Print the passage of the property valuation testimony from "Complainants testified at" to "food palatants factory.", word for word.

▶ _DOCUMENT TEXT_
--
Complainants testified at length about two issues that they believed to be the reasons the subject property should be valued at either $0 or $80,000: repeated flooding of a creek running along the property’s boundary and the odor from a pet food palatants factory.
With regard to the repeated flooding of the creek, Complainants testified that three inches of rain would cause the creek to flood portions of the subject property, which is situated in a valley. In conjunction with their Exhibits A through T, Complainants testified that water from flooding had entered the garage and basement in May 2008. Complainants testified that they had flood insurance at one point in time. Complainants testified that they had constructed earthen berms and installed drains and pumps to keep the floodwater away from the house. Complainants testified that the flooding was not disclosed when they purchased the subject property and that the inspection did not reveal evidence of previous flooding. Complainants testified that flooding in the street and driveway prevented or interfered with ingress and egress of the subject property.
--
▶ _MATERIAL PROVIDED_
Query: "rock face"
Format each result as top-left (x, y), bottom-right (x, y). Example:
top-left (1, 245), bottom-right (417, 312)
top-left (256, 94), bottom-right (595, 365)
--
▶ _TASK RESULT_
Complainants testified at length about two issues that they believed to be the reasons the subject property should be valued at either $0 or $80,000: repeated flooding of a creek running along the property’s boundary and the odor from a pet food palatants factory.